━━ Exercise data
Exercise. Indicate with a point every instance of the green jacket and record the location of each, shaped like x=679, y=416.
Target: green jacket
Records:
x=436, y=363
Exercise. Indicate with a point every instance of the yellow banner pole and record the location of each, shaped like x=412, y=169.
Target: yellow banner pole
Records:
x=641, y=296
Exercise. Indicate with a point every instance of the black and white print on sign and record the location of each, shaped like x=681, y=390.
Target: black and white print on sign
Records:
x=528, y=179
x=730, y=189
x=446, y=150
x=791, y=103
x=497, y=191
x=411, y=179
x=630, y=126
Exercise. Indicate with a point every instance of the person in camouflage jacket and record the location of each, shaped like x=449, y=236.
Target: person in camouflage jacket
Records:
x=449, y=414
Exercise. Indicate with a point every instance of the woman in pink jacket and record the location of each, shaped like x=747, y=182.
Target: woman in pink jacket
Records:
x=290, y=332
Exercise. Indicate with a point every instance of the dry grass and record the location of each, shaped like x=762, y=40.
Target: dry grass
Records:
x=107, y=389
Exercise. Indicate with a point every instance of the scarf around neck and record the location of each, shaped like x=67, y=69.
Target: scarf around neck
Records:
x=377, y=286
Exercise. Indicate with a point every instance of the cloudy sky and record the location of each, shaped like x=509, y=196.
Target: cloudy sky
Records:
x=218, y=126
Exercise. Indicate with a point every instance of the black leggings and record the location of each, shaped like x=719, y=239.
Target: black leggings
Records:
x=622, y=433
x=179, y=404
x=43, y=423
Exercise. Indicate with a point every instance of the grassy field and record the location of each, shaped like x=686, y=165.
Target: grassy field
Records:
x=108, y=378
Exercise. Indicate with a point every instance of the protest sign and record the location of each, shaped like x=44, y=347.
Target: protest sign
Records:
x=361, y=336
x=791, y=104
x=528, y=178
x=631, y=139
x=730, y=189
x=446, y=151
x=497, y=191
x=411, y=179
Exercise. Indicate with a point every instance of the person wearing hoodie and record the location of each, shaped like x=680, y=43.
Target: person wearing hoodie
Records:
━━━━
→ Exercise goal
Repeat all of the records above word for word, leaving nothing out and changing nothing.

→ Response to the task
Exercise. Indicate with a point every instance of the green jacket and record the location of each, shaped like x=679, y=416.
Target: green jacket
Records:
x=436, y=363
Exercise. Indicate with a point every instance of the yellow banner pole and record the location of each, shaped like x=412, y=169.
Target: yellow banner pole
Records:
x=641, y=296
Exercise. Indicate with a point every instance of the black and white print on sign and record the location of each, shaped like x=681, y=390.
Target: black and white print on sign
Records:
x=528, y=179
x=730, y=189
x=446, y=150
x=791, y=103
x=497, y=191
x=411, y=179
x=630, y=126
Exercise. Indicate with a point every instance of the person in camouflage jacket and record the location of each, shaped like x=449, y=236.
Target: person in camouflage jacket
Records:
x=449, y=414
Exercise. Indicate with a point every instance of the woman in pink jacket and record the location of each, shaped like x=747, y=182.
Target: woman in pink jacket
Records:
x=290, y=332
Exercise. Indicate with a point every instance of the dry grass and record the location of each, shaped like x=762, y=40.
Target: dry grass
Records:
x=107, y=389
Exercise. Indicate with a point every instance of the scarf around neck and record the location of each, shaped like x=67, y=69.
Target: scarf around neck
Records:
x=377, y=286
Exercise. Indicate with a point every instance of the cloudy sky and record the location of each, shaped like x=509, y=196.
Target: cloudy sky
Records:
x=218, y=126
Exercise. Indicate with a point every instance of the black leggings and record the location of each, shaped like x=719, y=239.
Target: black leggings
Records:
x=622, y=433
x=179, y=404
x=43, y=423
Exercise. Indicate with a point every instance of the grassy field and record the location of each, shaped like x=686, y=165.
Target: grassy field
Records:
x=108, y=378
Exercise. Indicate with a point every instance of the protest sign and record the location of each, shaped like x=44, y=347.
Target: protest sign
Records:
x=361, y=336
x=791, y=104
x=528, y=178
x=631, y=139
x=730, y=189
x=446, y=151
x=497, y=191
x=411, y=179
Exercise. Indicate with a point every instance of the person wearing hoodie and record the location of each, shaped like x=680, y=43.
Target: person wearing hoodie
Records:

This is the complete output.